## Information:

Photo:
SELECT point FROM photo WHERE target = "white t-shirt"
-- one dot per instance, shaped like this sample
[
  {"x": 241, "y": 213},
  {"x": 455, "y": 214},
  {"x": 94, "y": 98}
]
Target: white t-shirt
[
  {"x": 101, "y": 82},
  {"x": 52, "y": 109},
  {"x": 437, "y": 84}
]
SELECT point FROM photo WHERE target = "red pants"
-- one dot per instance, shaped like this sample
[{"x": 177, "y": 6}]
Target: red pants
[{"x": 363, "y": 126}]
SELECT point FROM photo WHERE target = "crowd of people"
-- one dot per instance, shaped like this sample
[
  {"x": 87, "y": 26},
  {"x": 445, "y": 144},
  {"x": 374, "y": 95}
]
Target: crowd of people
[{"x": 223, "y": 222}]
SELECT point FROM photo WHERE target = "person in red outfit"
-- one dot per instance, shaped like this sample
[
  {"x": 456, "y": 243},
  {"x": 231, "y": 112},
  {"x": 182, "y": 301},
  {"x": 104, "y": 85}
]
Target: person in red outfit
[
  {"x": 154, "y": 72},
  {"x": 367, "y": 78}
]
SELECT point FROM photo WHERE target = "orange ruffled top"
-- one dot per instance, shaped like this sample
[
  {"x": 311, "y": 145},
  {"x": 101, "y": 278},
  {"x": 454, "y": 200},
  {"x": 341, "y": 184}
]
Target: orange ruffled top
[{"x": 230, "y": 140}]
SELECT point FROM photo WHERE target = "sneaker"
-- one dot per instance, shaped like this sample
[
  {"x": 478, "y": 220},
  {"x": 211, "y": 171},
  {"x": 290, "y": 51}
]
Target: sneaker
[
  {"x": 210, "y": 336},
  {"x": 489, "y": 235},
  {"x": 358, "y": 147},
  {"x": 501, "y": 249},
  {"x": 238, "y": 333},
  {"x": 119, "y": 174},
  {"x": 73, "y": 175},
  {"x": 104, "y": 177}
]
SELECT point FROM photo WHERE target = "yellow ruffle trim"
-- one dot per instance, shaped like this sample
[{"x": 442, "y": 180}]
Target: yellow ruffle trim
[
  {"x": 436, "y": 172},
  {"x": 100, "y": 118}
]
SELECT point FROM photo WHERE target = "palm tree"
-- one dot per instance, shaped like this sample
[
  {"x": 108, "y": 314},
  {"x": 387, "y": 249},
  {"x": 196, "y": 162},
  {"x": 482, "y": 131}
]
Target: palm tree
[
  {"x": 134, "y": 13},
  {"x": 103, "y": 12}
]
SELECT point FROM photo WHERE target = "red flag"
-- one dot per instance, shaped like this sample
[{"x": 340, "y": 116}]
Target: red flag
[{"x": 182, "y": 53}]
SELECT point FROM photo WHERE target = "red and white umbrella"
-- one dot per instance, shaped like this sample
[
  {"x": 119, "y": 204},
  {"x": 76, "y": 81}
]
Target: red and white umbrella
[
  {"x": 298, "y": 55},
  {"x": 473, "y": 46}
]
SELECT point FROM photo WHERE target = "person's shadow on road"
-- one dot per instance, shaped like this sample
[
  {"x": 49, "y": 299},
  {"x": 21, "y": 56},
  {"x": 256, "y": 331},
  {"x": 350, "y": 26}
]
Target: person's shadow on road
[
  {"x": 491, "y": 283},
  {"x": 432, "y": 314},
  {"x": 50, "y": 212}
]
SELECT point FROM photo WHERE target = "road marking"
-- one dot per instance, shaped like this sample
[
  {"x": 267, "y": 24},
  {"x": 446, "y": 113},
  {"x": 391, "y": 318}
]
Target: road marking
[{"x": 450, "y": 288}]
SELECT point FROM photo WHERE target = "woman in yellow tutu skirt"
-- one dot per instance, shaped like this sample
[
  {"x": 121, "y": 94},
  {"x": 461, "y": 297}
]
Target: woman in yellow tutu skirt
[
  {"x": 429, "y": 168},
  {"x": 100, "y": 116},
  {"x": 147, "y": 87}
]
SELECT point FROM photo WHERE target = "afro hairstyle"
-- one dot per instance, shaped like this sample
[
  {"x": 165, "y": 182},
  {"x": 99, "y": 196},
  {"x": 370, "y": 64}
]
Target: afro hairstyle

## Task goal:
What is wanted is the complete set of entries, returned verbatim.

## Answer below:
Photo:
SELECT point FROM photo WHERE target = "white t-shirt"
-- one dot per instance, shaped like this sample
[
  {"x": 241, "y": 213},
  {"x": 455, "y": 214},
  {"x": 94, "y": 98}
]
Target: white t-shirt
[
  {"x": 101, "y": 82},
  {"x": 52, "y": 109},
  {"x": 437, "y": 84}
]
SELECT point FROM photo WHERE target = "red pants"
-- one dot per instance, shaped like this sample
[{"x": 177, "y": 6}]
Target: red pants
[{"x": 363, "y": 126}]
SELECT point FROM photo WHERE target = "crowd of people"
-- one dot per instance, shaped like this sample
[
  {"x": 87, "y": 26},
  {"x": 445, "y": 144},
  {"x": 374, "y": 95}
]
Target: crowd of people
[{"x": 223, "y": 222}]
SELECT point FROM photo WHERE target = "person in red outfit"
-- one dot per instance, shaped like this sample
[
  {"x": 456, "y": 243},
  {"x": 231, "y": 112},
  {"x": 182, "y": 301},
  {"x": 104, "y": 85}
]
Target: person in red outfit
[
  {"x": 154, "y": 72},
  {"x": 367, "y": 78}
]
SELECT point FROM photo WHERE target = "orange ruffled top"
-- one dot per instance, shaped like this sample
[
  {"x": 311, "y": 145},
  {"x": 101, "y": 278},
  {"x": 454, "y": 200},
  {"x": 341, "y": 184}
]
Target: orange ruffled top
[{"x": 230, "y": 140}]
SELECT point FROM photo WHERE target = "sneaker"
-- one dot per instance, shaped like this sample
[
  {"x": 478, "y": 220},
  {"x": 211, "y": 171},
  {"x": 290, "y": 51}
]
Target: sneaker
[
  {"x": 210, "y": 336},
  {"x": 489, "y": 235},
  {"x": 358, "y": 147},
  {"x": 501, "y": 249},
  {"x": 238, "y": 333},
  {"x": 119, "y": 174},
  {"x": 73, "y": 175},
  {"x": 104, "y": 177}
]
SELECT point FROM photo WHERE target = "yellow ruffle trim"
-- one dot per instance, shaped like this sample
[{"x": 442, "y": 180}]
Target: yellow ruffle trim
[
  {"x": 436, "y": 172},
  {"x": 100, "y": 118}
]
SELECT point FROM photo WHERE target = "palm tree"
-- one dot per instance, shaped like this sample
[
  {"x": 108, "y": 314},
  {"x": 387, "y": 249},
  {"x": 196, "y": 162},
  {"x": 482, "y": 131}
]
Target: palm tree
[
  {"x": 134, "y": 13},
  {"x": 103, "y": 12}
]
SELECT point FROM photo WHERE target = "red flag"
-- one dot per instance, shaped like this sample
[{"x": 340, "y": 116}]
Target: red flag
[{"x": 182, "y": 53}]
SELECT point FROM photo WHERE target = "red and white umbrella"
-- one dot per instance, shaped like this sample
[
  {"x": 119, "y": 204},
  {"x": 76, "y": 81}
]
Target: red and white umbrella
[
  {"x": 298, "y": 55},
  {"x": 473, "y": 46}
]
SELECT point FROM photo WHERE target = "person's shadow on road"
-- one dot per instance, shaped like this sample
[
  {"x": 49, "y": 299},
  {"x": 21, "y": 56},
  {"x": 256, "y": 331},
  {"x": 350, "y": 26}
]
Target: person's shadow on road
[
  {"x": 491, "y": 283},
  {"x": 432, "y": 314},
  {"x": 50, "y": 212}
]
SELECT point FROM photo WHERE target = "road marking"
-- one dot per instance, shaped like this sample
[
  {"x": 267, "y": 24},
  {"x": 446, "y": 113},
  {"x": 391, "y": 318}
]
Target: road marking
[{"x": 450, "y": 288}]
SELECT point FROM photo WHERE target = "woman in yellow tutu skirt"
-- one dot per instance, shaped like this sample
[
  {"x": 121, "y": 94},
  {"x": 461, "y": 297}
]
Target: woman in yellow tutu skirt
[
  {"x": 429, "y": 168},
  {"x": 100, "y": 116},
  {"x": 147, "y": 87}
]
SELECT point FROM photo WHERE target = "afro hairstyle"
-- one dot per instance, shaped like this sample
[
  {"x": 165, "y": 182},
  {"x": 99, "y": 196},
  {"x": 370, "y": 64}
]
Target: afro hairstyle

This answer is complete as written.